→ **Task item A**:
In the enterprise search text, why does the crawler agent index the access list information along with the department data? Answer in one to three sentences.
→ **Task item B**:
From the enterprise search text, copy the passage from "Similar to the" to "search result list." word for word.

→ **Extracted text**:
'''
Information Technology Reference
In-Depth Information
In our pilot project we need to include some city districts and departments in our
enterprise search system. Each city district is treated as a single exclusive department
network that is administered by their internal system administrators. The adminis-
trators are responsible for their own data management and manage their own subdo-
mains within the main domain of the city of Berlin. They also maintain the employed
users' credential and access rights. One of the unique aspects in our use case is that
when an employee is in a department network, they can access the main enterprise
network but not the opposite. Another additional requirement is that a user must first
be logged in with a department account. After successful login a user is verified as
an authorized user and is able to access files on the file servers. We deploy a broker
agent for each district or department participating in the pilot project. These broker
agents are required to verify users' credentials using the respective department's
LDAP server information.
Similar to the crawling processes in the main enterprise network (Sect. 4.5.1 ), we
deploy agent ensembles, consisting of crawler agents and search agents, to create
multiple indices from files and data saved in the department network. In this case,
the crawler agent reads and indexes these data including their access list information.
This access list will be used during the processing of search queries. The broker agent
first checks the user's reading rights and groups that they belong to and forwards this
information to the search agents. The search agents use this authentication to filter
out the relevant documents. Finally, the broker agent of the department network is
responsible for merging the results coming from the individual search agents to a
single search result list.
'''
(Stored data)
'''
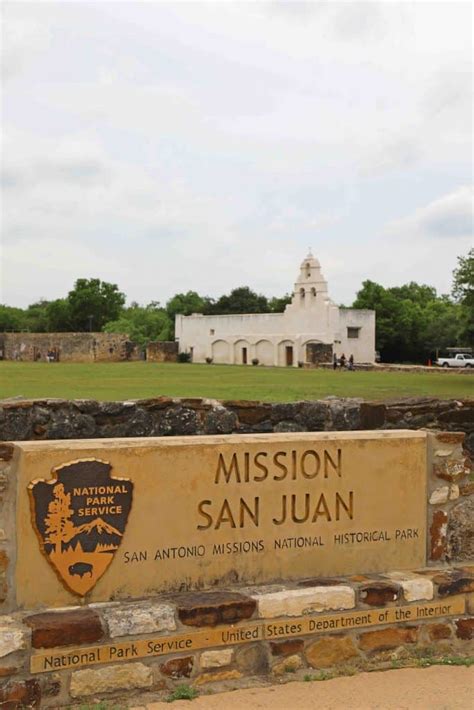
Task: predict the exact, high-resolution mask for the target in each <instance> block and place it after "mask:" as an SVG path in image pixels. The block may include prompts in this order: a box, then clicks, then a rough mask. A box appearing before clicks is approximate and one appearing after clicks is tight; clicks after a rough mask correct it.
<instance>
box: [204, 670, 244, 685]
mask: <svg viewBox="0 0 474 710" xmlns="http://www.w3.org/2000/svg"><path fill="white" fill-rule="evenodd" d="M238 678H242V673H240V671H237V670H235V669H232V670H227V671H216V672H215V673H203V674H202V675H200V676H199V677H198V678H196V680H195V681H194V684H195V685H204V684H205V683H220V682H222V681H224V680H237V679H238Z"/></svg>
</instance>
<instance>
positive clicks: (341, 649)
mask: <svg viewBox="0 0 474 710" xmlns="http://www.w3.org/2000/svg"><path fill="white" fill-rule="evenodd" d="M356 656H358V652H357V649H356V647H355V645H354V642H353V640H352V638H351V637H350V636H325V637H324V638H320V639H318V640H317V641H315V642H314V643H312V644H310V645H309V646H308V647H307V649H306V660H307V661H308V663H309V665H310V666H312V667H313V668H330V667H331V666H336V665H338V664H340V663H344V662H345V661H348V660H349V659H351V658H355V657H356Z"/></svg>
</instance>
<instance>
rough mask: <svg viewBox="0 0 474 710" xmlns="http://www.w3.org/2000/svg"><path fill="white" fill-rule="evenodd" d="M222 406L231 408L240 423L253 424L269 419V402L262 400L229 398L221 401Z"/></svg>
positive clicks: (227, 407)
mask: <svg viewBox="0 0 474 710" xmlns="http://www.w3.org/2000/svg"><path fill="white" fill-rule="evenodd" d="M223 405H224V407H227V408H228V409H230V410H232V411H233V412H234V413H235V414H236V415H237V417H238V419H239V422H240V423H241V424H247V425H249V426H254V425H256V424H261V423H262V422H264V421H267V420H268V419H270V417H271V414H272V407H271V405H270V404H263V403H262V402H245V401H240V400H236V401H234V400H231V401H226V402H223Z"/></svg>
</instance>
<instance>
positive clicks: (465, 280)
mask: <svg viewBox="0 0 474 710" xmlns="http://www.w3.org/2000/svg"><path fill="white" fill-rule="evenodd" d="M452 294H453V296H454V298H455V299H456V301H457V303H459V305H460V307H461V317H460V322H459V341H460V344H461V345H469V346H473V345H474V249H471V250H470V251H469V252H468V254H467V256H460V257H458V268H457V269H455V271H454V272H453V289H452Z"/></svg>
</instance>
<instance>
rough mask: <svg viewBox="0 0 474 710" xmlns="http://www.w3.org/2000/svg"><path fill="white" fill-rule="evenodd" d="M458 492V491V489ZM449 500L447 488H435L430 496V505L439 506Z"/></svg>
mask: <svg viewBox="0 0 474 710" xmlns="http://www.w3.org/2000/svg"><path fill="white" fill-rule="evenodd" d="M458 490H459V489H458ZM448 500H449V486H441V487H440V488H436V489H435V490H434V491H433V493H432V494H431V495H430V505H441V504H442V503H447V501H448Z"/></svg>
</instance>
'''
→ **Expected answer A**:
The access list is used when search queries are processed. The broker agent checks the user's reading rights and groups and forwards this to the search agents. The search agents then use it to filter out the relevant documents.

→ **Expected answer B**:
Similar to the crawling processes in the main enterprise network (Sect. 4.5.1 ), we
deploy agent ensembles, consisting of crawler agents and search agents, to create
multiple indices from files and data saved in the department network. In this case,
the crawler agent reads and indexes these data including their access list information.
This access list will be used during the processing of search queries. The broker agent
first checks the user's reading rights and groups that they belong to and forwards this
information to the search agents. The search agents use this authentication to filter
out the relevant documents. Finally, the broker agent of the department network is
responsible for merging the results coming from the individual search agents to a
single search result list.